■ Records for the exercise:
>> start
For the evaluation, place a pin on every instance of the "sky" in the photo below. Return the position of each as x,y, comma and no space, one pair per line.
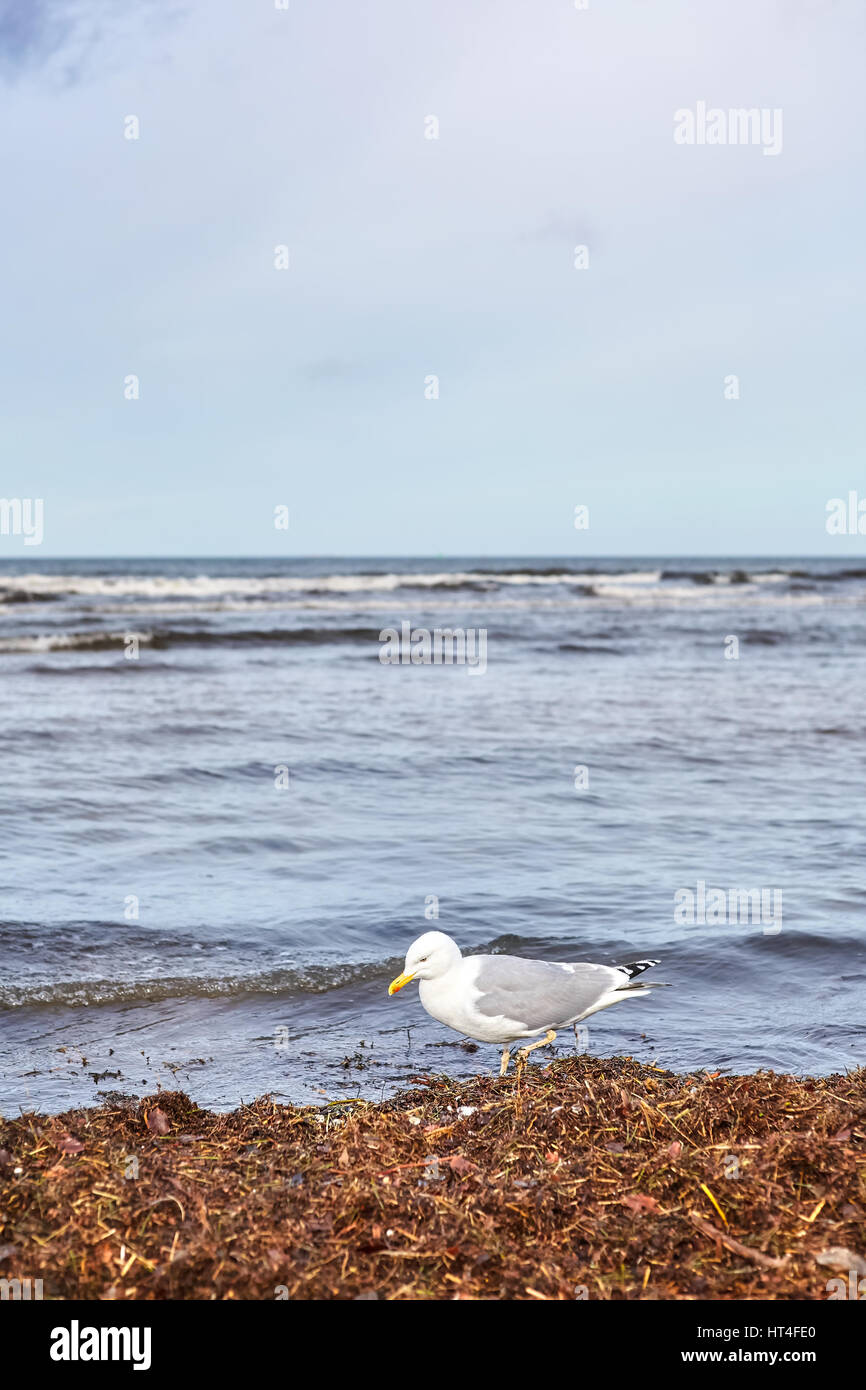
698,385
>> end
>> start
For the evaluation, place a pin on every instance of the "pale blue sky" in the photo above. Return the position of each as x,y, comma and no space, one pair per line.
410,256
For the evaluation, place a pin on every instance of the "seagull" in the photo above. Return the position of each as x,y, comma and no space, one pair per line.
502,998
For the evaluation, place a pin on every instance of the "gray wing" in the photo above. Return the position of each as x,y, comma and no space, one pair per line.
>> end
■ Short task: Pull out each line of the records above that contains the string "gray", treating uppercase and lowercase as distinct, and copy those lines unchanged.

■ Answer to this exercise:
For the evaluation, place a pin on every instance of the "gray wing" in the photo above. Return the position of each as x,y, comma and no space, one pair per line.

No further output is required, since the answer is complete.